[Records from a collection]
BEGIN

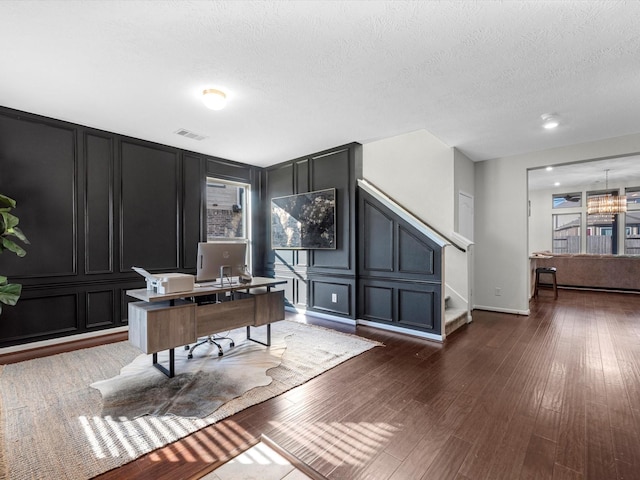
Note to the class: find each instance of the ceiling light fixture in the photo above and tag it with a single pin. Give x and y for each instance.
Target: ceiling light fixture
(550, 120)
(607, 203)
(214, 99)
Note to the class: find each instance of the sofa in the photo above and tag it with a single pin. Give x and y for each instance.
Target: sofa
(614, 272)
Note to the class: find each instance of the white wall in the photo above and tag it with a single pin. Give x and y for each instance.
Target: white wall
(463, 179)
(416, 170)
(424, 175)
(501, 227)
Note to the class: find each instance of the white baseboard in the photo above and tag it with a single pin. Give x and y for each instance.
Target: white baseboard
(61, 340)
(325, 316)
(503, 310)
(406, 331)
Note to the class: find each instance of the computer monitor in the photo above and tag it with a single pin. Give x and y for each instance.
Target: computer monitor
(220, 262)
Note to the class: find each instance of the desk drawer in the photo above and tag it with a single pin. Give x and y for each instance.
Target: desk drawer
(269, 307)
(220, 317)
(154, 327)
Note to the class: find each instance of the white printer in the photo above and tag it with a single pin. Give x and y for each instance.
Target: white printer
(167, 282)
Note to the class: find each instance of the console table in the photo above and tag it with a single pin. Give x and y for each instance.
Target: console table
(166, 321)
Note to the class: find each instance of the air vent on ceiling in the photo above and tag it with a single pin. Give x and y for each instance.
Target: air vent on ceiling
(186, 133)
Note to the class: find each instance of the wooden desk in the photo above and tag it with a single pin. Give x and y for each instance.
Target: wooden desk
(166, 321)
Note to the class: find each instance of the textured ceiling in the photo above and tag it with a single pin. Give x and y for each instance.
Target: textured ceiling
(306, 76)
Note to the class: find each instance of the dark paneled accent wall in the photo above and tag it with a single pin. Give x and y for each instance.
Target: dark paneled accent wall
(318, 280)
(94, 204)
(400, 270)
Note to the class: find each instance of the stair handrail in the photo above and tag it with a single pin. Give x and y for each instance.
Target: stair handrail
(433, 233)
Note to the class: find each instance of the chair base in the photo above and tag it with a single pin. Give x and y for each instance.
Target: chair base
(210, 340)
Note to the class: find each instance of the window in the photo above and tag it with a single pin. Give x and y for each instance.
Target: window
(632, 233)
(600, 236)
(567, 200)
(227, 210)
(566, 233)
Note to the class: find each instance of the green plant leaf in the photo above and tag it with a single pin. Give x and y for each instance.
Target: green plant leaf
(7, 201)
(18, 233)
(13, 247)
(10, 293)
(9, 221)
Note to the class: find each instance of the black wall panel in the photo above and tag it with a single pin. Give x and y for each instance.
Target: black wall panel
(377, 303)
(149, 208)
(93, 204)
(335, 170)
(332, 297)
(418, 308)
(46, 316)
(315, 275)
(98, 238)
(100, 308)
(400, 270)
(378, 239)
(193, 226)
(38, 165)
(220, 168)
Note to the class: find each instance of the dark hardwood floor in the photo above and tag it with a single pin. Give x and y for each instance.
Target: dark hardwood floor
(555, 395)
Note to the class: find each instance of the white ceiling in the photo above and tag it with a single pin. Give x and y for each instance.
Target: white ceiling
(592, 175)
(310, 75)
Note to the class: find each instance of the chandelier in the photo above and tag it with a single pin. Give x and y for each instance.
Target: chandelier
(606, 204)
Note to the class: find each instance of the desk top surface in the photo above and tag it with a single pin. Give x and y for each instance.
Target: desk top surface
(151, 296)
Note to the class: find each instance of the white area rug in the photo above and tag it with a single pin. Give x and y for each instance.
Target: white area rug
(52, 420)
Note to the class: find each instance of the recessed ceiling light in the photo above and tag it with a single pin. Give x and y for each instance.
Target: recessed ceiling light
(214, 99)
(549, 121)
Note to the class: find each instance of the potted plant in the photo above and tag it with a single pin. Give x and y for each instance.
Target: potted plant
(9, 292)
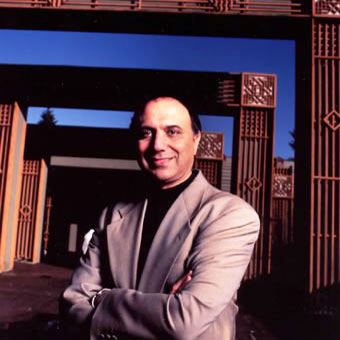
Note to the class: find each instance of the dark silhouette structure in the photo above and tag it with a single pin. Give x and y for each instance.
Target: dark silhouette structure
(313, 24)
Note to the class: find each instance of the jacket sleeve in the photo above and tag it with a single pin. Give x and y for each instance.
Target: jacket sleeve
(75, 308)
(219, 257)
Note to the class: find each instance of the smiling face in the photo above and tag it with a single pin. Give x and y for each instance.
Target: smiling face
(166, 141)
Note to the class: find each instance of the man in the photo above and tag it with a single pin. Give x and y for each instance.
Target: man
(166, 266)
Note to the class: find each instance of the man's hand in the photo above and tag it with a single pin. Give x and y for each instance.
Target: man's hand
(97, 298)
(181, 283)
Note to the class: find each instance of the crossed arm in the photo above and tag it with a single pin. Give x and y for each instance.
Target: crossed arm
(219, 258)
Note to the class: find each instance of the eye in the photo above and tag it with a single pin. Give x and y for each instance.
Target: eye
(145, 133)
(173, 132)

END

Your instructions: Only the lines from the one with "Target: crossed arm" through the final line above should be repeated, each exactly as written.

Result below:
Target: crossed arm
(219, 258)
Note to the class: find each instance of the eye in the photo above and tag it with a single pin. Give x and y for each instance.
Target: eye
(145, 133)
(173, 132)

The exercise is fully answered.